PERMINTAAN – Susun seluruh baris di bawah menjadi daftar JSON berisi string, dengan satu string untuk setiap baris, dan lewati baris yang kosong.

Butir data
▶

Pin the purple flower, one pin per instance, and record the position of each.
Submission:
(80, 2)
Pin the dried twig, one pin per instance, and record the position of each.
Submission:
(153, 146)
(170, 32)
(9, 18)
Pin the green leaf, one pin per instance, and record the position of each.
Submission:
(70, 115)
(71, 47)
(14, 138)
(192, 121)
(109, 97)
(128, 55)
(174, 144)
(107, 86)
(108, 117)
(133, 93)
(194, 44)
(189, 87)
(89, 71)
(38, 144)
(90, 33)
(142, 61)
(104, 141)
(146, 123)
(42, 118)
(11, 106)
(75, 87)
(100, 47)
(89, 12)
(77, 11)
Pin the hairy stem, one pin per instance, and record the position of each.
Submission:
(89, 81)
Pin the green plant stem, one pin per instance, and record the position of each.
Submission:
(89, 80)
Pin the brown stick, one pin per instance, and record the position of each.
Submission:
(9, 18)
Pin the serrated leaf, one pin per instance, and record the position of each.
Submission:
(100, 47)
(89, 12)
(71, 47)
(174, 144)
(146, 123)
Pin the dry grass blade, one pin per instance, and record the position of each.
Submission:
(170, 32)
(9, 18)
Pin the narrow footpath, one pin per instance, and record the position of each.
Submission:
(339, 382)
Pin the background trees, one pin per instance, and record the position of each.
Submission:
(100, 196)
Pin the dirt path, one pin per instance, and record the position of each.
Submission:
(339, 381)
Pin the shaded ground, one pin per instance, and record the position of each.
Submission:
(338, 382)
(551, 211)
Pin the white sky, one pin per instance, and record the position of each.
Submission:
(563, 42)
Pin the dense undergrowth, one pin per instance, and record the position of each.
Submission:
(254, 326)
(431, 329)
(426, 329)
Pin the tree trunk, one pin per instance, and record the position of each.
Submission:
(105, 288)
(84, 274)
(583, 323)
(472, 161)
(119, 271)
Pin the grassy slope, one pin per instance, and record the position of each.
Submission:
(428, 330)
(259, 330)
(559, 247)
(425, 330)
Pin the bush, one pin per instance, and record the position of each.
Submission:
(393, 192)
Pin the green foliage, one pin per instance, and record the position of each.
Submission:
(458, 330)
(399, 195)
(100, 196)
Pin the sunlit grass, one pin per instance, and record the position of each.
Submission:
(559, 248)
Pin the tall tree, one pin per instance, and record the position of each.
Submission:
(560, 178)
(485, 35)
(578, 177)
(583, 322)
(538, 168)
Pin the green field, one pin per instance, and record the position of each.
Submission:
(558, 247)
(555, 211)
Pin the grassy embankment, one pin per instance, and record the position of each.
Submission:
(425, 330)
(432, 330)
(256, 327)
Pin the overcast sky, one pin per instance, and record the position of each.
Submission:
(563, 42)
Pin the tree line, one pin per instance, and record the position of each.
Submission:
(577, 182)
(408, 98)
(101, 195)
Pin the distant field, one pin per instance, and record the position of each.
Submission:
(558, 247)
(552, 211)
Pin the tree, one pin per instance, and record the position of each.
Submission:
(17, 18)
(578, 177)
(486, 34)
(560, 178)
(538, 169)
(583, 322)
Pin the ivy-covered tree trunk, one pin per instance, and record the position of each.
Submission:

◀

JAWABAN LENGKAP –
[
  "Pin the purple flower, one pin per instance, and record the position of each.",
  "Submission:",
  "(80, 2)",
  "Pin the dried twig, one pin per instance, and record the position of each.",
  "Submission:",
  "(153, 146)",
  "(170, 32)",
  "(9, 18)",
  "Pin the green leaf, one pin per instance, and record the position of each.",
  "Submission:",
  "(70, 115)",
  "(71, 47)",
  "(14, 138)",
  "(192, 121)",
  "(109, 97)",
  "(128, 55)",
  "(174, 144)",
  "(107, 86)",
  "(108, 117)",
  "(133, 93)",
  "(194, 44)",
  "(189, 87)",
  "(89, 71)",
  "(38, 144)",
  "(90, 33)",
  "(142, 61)",
  "(104, 141)",
  "(146, 123)",
  "(42, 118)",
  "(11, 106)",
  "(75, 87)",
  "(100, 47)",
  "(89, 12)",
  "(77, 11)",
  "Pin the hairy stem, one pin per instance, and record the position of each.",
  "Submission:",
  "(89, 81)",
  "Pin the green plant stem, one pin per instance, and record the position of each.",
  "Submission:",
  "(89, 80)",
  "Pin the brown stick, one pin per instance, and record the position of each.",
  "Submission:",
  "(9, 18)",
  "Pin the serrated leaf, one pin per instance, and record the position of each.",
  "Submission:",
  "(100, 47)",
  "(89, 12)",
  "(71, 47)",
  "(174, 144)",
  "(146, 123)",
  "Pin the dry grass blade, one pin per instance, and record the position of each.",
  "Submission:",
  "(170, 32)",
  "(9, 18)",
  "Pin the narrow footpath, one pin per instance, and record the position of each.",
  "Submission:",
  "(339, 382)",
  "Pin the background trees, one pin per instance, and record the position of each.",
  "Submission:",
  "(100, 196)",
  "Pin the dirt path, one pin per instance, and record the position of each.",
  "Submission:",
  "(339, 381)",
  "Pin the shaded ground, one pin per instance, and record the position of each.",
  "Submission:",
  "(338, 382)",
  "(551, 211)",
  "Pin the white sky, one pin per instance, and record the position of each.",
  "Submission:",
  "(563, 42)",
  "Pin the dense undergrowth, one pin per instance, and record the position of each.",
  "Submission:",
  "(254, 326)",
  "(431, 329)",
  "(426, 329)",
  "Pin the tree trunk, one pin per instance, and record the position of each.",
  "Submission:",
  "(105, 288)",
  "(84, 274)",
  "(583, 323)",
  "(472, 161)",
  "(119, 271)",
  "Pin the grassy slope, one pin per instance, and record the position of each.",
  "Submission:",
  "(428, 330)",
  "(259, 330)",
  "(559, 247)",
  "(425, 330)",
  "Pin the bush, one pin per instance, and record the position of each.",
  "Submission:",
  "(393, 192)",
  "Pin the green foliage, one pin per instance, and record the position of each.",
  "Submission:",
  "(458, 330)",
  "(399, 195)",
  "(100, 196)",
  "Pin the sunlit grass, one pin per instance, and record the position of each.",
  "Submission:",
  "(559, 248)",
  "Pin the tall tree, one pin per instance, and record the position of each.",
  "Submission:",
  "(560, 178)",
  "(485, 35)",
  "(578, 177)",
  "(583, 322)",
  "(538, 168)",
  "Pin the green field, one pin per instance, and record the position of each.",
  "Submission:",
  "(558, 247)",
  "(555, 211)",
  "Pin the grassy embankment, one pin per instance, and record the position of each.",
  "Submission:",
  "(425, 330)",
  "(432, 330)",
  "(256, 327)",
  "Pin the overcast sky, one pin per instance, and record the position of each.",
  "Submission:",
  "(563, 42)",
  "Pin the tree line, one pin per instance, and record the position of each.",
  "Submission:",
  "(577, 182)",
  "(408, 98)",
  "(101, 195)",
  "Pin the distant field, one pin per instance, and record the position of each.",
  "Submission:",
  "(558, 247)",
  "(552, 211)",
  "Pin the tree, one pin per instance, and record the position of each.",
  "Submission:",
  "(17, 18)",
  "(578, 177)",
  "(486, 34)",
  "(560, 178)",
  "(538, 169)",
  "(583, 322)",
  "Pin the ivy-covered tree trunk, one pin per instance, and record the position of each.",
  "Submission:"
]